What is expected> Swap "Target" for "Object" throughout the records below, and leave every other part of the lines unchanged.

Recorded data:
+===+

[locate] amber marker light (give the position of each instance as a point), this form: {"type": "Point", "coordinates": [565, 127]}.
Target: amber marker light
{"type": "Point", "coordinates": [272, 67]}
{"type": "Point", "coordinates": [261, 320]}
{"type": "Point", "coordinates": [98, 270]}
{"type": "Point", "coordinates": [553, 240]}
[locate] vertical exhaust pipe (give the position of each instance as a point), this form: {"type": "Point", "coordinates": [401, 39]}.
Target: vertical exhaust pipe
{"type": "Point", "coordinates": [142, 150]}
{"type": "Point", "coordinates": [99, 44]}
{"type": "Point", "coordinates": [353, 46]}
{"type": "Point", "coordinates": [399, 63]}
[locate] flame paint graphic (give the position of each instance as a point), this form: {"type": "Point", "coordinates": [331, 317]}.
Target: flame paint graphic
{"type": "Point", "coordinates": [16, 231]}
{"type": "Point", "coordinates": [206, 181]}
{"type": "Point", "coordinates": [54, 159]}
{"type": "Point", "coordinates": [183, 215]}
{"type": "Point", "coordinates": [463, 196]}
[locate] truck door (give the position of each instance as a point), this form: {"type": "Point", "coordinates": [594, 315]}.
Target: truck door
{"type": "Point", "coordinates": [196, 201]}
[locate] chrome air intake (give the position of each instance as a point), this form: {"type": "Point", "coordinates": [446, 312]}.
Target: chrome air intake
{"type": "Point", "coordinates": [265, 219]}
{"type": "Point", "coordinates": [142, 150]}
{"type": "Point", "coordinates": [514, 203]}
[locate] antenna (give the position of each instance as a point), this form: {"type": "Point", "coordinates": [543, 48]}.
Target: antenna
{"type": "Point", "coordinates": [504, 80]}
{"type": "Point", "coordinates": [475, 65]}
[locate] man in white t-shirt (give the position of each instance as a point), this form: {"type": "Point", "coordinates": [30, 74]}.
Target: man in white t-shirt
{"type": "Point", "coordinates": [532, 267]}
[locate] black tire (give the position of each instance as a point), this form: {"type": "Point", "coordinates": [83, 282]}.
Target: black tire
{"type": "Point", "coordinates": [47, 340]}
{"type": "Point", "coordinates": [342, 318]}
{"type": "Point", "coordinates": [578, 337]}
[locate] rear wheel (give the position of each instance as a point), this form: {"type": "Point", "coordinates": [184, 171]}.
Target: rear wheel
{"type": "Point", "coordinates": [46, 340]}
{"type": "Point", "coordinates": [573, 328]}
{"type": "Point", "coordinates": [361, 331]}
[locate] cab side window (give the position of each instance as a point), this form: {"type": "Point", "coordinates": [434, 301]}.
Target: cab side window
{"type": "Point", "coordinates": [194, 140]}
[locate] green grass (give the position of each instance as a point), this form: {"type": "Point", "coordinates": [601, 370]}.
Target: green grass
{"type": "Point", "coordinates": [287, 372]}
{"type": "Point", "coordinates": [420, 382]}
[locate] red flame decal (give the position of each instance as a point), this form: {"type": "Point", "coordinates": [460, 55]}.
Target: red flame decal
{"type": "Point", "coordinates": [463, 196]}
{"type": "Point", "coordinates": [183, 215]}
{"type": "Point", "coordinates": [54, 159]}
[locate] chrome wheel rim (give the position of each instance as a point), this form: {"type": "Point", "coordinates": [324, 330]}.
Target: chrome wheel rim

+===+

Correct result>
[locate] amber marker light (give the position of each instance as a point), this form: {"type": "Point", "coordinates": [565, 127]}.
Object: amber marker light
{"type": "Point", "coordinates": [272, 67]}
{"type": "Point", "coordinates": [261, 320]}
{"type": "Point", "coordinates": [98, 270]}
{"type": "Point", "coordinates": [553, 240]}
[locate] vertical exhaust pipe (give the position of each instance as a point), this form: {"type": "Point", "coordinates": [401, 39]}.
Object: vertical exhaust pipe
{"type": "Point", "coordinates": [142, 150]}
{"type": "Point", "coordinates": [99, 44]}
{"type": "Point", "coordinates": [353, 46]}
{"type": "Point", "coordinates": [399, 63]}
[locate] flame paint graphic (give the position of each instance as a point), this form: {"type": "Point", "coordinates": [331, 317]}.
Object: flame paint graphic
{"type": "Point", "coordinates": [16, 231]}
{"type": "Point", "coordinates": [206, 181]}
{"type": "Point", "coordinates": [54, 159]}
{"type": "Point", "coordinates": [183, 215]}
{"type": "Point", "coordinates": [463, 196]}
[locate] truck door (give the position of each instance as a point), this form: {"type": "Point", "coordinates": [594, 315]}.
Object: truck door
{"type": "Point", "coordinates": [196, 201]}
[locate] chrome air intake (give the position of each instance as a point), this form: {"type": "Point", "coordinates": [446, 312]}.
Object: chrome air intake
{"type": "Point", "coordinates": [265, 219]}
{"type": "Point", "coordinates": [142, 150]}
{"type": "Point", "coordinates": [514, 203]}
[locate] antenna (give the position of each instance as a point), this form: {"type": "Point", "coordinates": [543, 48]}.
Object: antenna
{"type": "Point", "coordinates": [504, 80]}
{"type": "Point", "coordinates": [475, 65]}
[locate] man in white t-shirt (give the position of each instance as a point), this form: {"type": "Point", "coordinates": [30, 74]}.
Object: man in white t-shirt
{"type": "Point", "coordinates": [532, 267]}
[locate] black tire (give the position of each instance as a point), this form: {"type": "Point", "coordinates": [83, 282]}.
Object: black tire
{"type": "Point", "coordinates": [47, 340]}
{"type": "Point", "coordinates": [342, 318]}
{"type": "Point", "coordinates": [578, 337]}
[locate] rear wheel (give the position of each instance as a point), this form: {"type": "Point", "coordinates": [184, 171]}.
Object: rear wheel
{"type": "Point", "coordinates": [46, 340]}
{"type": "Point", "coordinates": [573, 328]}
{"type": "Point", "coordinates": [361, 331]}
[locate] cab side window (give the position of each instance as a point), this form: {"type": "Point", "coordinates": [434, 301]}.
Object: cab side window
{"type": "Point", "coordinates": [194, 140]}
[locate] green grass (give the position of each instance as a point), this form: {"type": "Point", "coordinates": [601, 370]}.
Object: green grass
{"type": "Point", "coordinates": [287, 372]}
{"type": "Point", "coordinates": [420, 382]}
[locate] red flame decal (give the position of each instance as a point), this form: {"type": "Point", "coordinates": [460, 55]}.
Object: red flame decal
{"type": "Point", "coordinates": [463, 196]}
{"type": "Point", "coordinates": [183, 215]}
{"type": "Point", "coordinates": [54, 159]}
[locate] chrome wheel rim (give the position of each instance as a point), this form: {"type": "Point", "coordinates": [324, 330]}.
Object: chrome wheel rim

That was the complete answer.